Records for this task.
::::::::
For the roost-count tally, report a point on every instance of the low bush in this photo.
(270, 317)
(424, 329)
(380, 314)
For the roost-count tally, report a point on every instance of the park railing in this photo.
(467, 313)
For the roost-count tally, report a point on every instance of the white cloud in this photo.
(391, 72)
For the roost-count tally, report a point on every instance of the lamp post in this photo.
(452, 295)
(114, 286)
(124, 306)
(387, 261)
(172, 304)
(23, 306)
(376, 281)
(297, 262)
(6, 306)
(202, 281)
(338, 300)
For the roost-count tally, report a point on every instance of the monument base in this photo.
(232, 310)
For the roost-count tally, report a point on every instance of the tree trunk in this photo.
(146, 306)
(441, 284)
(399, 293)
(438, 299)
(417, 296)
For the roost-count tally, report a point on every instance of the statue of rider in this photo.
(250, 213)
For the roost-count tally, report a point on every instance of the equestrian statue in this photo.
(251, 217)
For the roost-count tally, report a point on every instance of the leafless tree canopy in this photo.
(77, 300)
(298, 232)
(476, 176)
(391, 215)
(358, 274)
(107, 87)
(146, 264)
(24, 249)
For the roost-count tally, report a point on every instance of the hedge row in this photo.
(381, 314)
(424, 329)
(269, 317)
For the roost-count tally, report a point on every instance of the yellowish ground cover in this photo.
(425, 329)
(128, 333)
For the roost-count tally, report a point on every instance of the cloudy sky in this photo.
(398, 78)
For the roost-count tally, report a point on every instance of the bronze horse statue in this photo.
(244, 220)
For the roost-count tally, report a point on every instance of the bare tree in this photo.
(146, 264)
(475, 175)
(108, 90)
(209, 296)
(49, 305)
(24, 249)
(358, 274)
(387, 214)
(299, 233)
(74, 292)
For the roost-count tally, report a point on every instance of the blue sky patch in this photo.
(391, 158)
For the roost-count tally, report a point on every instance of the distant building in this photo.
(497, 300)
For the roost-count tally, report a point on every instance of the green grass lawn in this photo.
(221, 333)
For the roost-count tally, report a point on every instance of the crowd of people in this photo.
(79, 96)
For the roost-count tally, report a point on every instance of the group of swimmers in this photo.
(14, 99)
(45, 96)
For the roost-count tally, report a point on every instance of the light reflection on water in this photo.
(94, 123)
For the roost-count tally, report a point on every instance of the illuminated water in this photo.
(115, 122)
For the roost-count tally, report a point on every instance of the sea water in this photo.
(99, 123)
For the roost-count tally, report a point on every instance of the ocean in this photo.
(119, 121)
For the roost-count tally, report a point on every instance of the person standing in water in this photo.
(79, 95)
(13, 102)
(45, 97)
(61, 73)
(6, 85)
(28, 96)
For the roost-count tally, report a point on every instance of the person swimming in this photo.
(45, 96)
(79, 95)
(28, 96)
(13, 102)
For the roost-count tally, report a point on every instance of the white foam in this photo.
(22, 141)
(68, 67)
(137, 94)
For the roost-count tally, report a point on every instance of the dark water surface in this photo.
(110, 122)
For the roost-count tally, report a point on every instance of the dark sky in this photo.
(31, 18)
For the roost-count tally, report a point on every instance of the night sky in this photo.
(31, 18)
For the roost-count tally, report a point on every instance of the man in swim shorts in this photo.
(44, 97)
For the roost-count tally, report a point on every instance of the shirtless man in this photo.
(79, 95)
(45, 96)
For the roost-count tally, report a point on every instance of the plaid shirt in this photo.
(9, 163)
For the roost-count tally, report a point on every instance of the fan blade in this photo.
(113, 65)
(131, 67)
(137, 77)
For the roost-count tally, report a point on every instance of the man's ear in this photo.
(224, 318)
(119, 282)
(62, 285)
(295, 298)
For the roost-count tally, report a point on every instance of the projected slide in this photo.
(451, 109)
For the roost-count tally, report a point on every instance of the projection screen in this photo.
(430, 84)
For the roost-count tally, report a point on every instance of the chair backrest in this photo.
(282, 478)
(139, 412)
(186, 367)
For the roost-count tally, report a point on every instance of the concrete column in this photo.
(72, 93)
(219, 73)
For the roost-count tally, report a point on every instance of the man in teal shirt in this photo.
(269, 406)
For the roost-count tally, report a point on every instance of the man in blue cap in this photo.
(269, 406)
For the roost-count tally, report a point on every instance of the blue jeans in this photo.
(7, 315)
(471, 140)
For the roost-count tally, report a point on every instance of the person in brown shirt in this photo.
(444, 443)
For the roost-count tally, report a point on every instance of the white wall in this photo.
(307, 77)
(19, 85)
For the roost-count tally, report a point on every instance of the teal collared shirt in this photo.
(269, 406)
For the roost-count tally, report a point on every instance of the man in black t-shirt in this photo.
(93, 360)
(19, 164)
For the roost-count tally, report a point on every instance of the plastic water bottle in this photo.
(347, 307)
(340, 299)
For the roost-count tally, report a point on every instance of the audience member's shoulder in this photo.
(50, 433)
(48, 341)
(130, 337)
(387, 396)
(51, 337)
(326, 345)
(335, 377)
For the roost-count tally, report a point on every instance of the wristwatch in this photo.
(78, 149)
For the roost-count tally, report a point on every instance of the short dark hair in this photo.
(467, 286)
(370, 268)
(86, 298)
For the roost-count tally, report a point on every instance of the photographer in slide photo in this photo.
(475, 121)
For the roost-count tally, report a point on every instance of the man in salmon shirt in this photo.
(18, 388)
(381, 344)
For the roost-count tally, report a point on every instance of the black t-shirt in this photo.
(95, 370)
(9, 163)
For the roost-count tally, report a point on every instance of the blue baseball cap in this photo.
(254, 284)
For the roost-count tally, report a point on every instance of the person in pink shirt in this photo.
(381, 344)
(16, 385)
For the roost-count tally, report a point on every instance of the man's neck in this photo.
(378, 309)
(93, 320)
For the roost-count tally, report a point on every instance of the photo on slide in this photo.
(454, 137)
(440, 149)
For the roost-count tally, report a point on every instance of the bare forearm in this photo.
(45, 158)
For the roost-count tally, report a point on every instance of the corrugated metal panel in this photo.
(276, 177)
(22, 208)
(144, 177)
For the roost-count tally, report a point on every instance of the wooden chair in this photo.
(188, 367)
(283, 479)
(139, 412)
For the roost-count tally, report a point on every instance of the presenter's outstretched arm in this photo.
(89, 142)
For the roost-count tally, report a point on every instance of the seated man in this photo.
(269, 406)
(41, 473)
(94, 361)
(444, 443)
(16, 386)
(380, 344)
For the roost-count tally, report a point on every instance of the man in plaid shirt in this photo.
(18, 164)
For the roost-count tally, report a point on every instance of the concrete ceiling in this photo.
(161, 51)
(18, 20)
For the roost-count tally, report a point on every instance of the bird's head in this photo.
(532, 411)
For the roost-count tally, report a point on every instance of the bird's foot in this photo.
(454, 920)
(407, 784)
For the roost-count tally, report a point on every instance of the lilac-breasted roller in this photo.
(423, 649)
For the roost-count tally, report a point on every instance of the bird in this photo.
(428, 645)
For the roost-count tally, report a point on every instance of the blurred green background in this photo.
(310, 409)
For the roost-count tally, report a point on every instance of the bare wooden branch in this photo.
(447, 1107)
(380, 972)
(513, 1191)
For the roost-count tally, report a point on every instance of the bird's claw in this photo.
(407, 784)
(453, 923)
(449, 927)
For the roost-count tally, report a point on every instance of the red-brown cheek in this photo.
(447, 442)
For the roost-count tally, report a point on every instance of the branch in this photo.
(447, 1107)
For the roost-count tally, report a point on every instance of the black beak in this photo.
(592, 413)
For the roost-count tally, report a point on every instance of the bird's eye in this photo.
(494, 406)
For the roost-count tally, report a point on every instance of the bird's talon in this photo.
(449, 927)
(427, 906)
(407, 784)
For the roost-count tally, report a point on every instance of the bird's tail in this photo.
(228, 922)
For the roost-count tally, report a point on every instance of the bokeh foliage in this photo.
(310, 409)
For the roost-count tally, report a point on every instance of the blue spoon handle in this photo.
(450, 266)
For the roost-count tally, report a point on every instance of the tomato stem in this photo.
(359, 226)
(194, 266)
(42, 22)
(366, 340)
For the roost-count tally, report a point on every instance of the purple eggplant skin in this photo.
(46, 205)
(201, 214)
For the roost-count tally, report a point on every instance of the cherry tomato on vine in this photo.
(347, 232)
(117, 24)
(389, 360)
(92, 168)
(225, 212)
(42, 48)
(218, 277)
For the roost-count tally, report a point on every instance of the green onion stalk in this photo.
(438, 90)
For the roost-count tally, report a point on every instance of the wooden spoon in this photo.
::::::::
Exercise objective. Extract, verbatim, the lines from the one containing "cheek in this photo." through the last line of the listing above.

The output.
For the roost-count tally, report a point on every instance of the red-brown cheek in this photo.
(447, 442)
For the roost-count tally, report a point on every instance of the branch in this photo.
(447, 1107)
For the roost-count tally, report a point on every instance of the black beak in this photo.
(592, 413)
For the roost-count tally, report a point on every instance of the bird's eye in this photo.
(494, 406)
For the roost-count tally, report a point on every instance of the bird's talon in this photo.
(449, 927)
(427, 906)
(407, 784)
For the roost-count tally, report a point on every instance of the bird's tail in this photo.
(228, 922)
For the roost-count tally, report a point on every instance of the bokeh foliage in this photo.
(310, 409)
For the roost-count tally, report a point on every instance of the blue spoon handle in this photo.
(450, 266)
For the roost-count tally, report a point on every instance of the tomato stem in this photo.
(359, 226)
(194, 266)
(42, 22)
(366, 340)
For the roost-count tally, report a point on every instance of the purple eggplant skin in this photo.
(46, 205)
(201, 214)
For the roost-count tally, report a point on every instance of the cherry tomato on vine in this photo.
(347, 232)
(117, 24)
(389, 360)
(92, 168)
(225, 212)
(42, 48)
(218, 277)
For the roost-count tally, report a point on every instance of the green onion stalk in this photo.
(438, 90)
For the roost-count tally, report a point on every instance of the wooden spoon in this photo.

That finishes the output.